EXERCISE:
Keep writing the blog excerpt, starting right after its last line about the tall friend described as looking like Clark Kent.

SELECTED EXTRACT:
-- START --
If you give someone that much power over you, it’s sad. It really is. I should have more respect for myself. But given who I am, it’s completely natural that I’d want someone to chase me like he has. Hell, I’ve had honest-to-God committed boyfriends who put less work into chasing my ass down. The amount of energy this guy has put into fucking me is pretty impressive. For all that he says he “doesn’t want anything other than to be friends,” it is pretty hard to believe that when you add up all the times we ended up in bed together. As I'm pretty sure I actually yelled at him during our LAST session, "So do you have to get drunk to want to fuck ALL your friends then, or am I just special?" I dunno if I used those exact words. I was pretty drunk.
Because I want to believe that he isn't just coldly using me, that he isn't That Guy. I want to come up with some fluffy reason behind it that makes me feel better about myself. I'm sure the mental gymnastics I put into justifying it everytime I'm drunk or defending it make fucking beautiful word pictures. But it isn’t real. I’ve spent too much time trying to make the math add up and it never will. As nice as it is to think “well, maybe his feelings are just too confusing,” in actuality, the situation doesn’t have a lot of depth. You can justify it a thousand ways but like I said it in an earlier blog, ladies:
Homeboy don’t think you’re rad. Homeboy just wants to fuck.
It’s kinda weird being on the other side of homeboy. Oh well.
In five years time, when I look back at this, it'll be another story of a time I made a decision with my feelings, not my brain-parts. And if what he says is what we go by, he'll look back and see the time he used someone who happened to have both a soft heart and a soft head. It isn't that big of a deal. Because while nothing and nobody can ever make me feel like a victim, it's for damn sure that he'll pretty much feel like a dick.

(Originally published 7/22/2012)

Friday, July 20, 2012

The Hottest Hipster Of All Time.

 He's tall, he's beautiful. I've described him previously as looking like Clark Kent and Cillian Murphy had a baby, but he gets Clark Kent and Gotye more often. We're great friends now after an awkward period where I flirted with him in the lamest and most awkward way possible.
-- END --
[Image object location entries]
-- START --
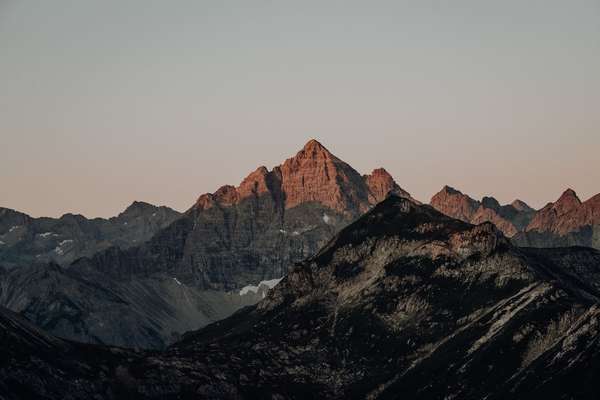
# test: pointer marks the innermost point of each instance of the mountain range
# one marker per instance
(145, 277)
(405, 302)
(25, 240)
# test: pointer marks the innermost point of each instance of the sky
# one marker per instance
(106, 102)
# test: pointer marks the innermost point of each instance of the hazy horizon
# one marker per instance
(104, 103)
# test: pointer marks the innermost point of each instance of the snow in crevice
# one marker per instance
(59, 250)
(264, 285)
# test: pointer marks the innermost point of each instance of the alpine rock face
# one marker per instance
(25, 240)
(405, 302)
(193, 271)
(566, 222)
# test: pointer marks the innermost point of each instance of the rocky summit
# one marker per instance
(510, 219)
(199, 268)
(403, 303)
(566, 222)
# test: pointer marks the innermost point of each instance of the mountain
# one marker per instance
(25, 240)
(566, 222)
(195, 270)
(510, 219)
(403, 303)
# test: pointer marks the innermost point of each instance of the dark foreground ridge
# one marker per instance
(403, 303)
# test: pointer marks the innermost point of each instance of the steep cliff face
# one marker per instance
(510, 219)
(566, 222)
(403, 303)
(191, 272)
(253, 232)
(25, 240)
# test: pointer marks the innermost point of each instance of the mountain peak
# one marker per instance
(569, 193)
(314, 150)
(314, 145)
(490, 202)
(520, 205)
(568, 201)
(449, 190)
(314, 174)
(454, 203)
(380, 184)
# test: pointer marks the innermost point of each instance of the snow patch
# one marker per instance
(47, 234)
(266, 285)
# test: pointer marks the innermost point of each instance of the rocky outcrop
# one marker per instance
(510, 219)
(566, 222)
(25, 240)
(404, 302)
(313, 175)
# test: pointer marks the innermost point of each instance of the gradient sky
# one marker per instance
(106, 102)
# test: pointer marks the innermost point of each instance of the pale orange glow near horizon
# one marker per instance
(110, 102)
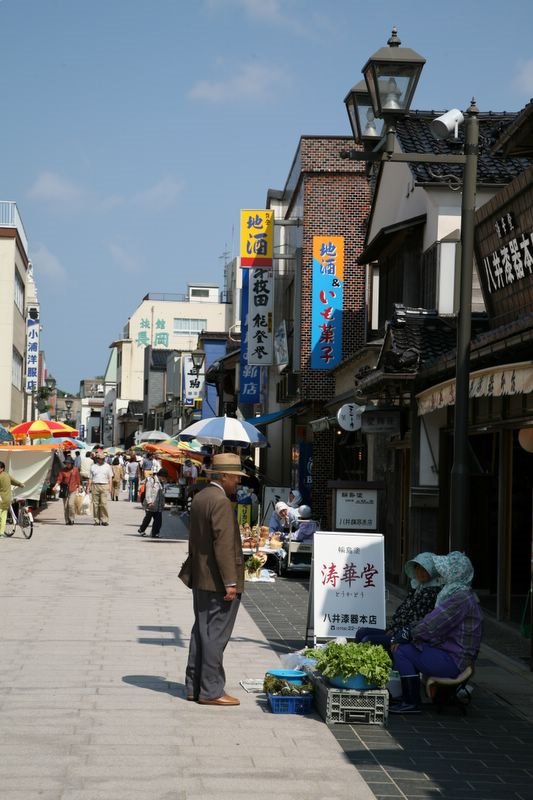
-- END --
TASK RESPONSE:
This is the story of how I met him.
When I was single and looking for nothing but nut, if you know what I mean, I happened to notice this guy at my Usual Bar. And BAM, he is my TYPE. Just gorgeous. I noticed him for several weeks, mostly 'cause I saw him wear a purple cardigan and my god, cardigans? Grrrrowl.... lemme tell you, a henley or a cardigan.

But I kept seeing him around, always playing pool, never with a girl. So, one night, I happen to point him out to the group by saying, "Oh my god, do you see that guy? The hipster?" and in MY bar, that's like being on a boat and saying, "Did you see that wave we just passed?" And after my friends began to question me about which one, I blurted out, "Oh come fucking on. How do you NOT know which one?? The purple cardigan! The fucking Buddy Holly glasses! That jawline!! He's the Hottest Hipster of All Time!"

After that, it became a game.
I'd wait for him to appear. I'd always want to just look at him. He's just so damn PRETTY.

Until one fateful night, I was hanging out with Superhero Friend and myfriendswhoareacouple. The female half knew well my infatuation with the aforementioned HHoAT. And while she has many alter egos that appear while drinking, my personal least favorite is Helping Hands Friend, who has advice and a solution for everything.... and that's who I happened to be drinking with that night. Now, I was actually actively boning a guy who was in fact hanging out with us. But... Superhero Friend had feelings for him. And being Helping Hands Friend, the female half of myfriendswhoareacouple started talking to me about that guy I kept talking about all the time. More than that! She offered to go TALK TO HIM FOR ME.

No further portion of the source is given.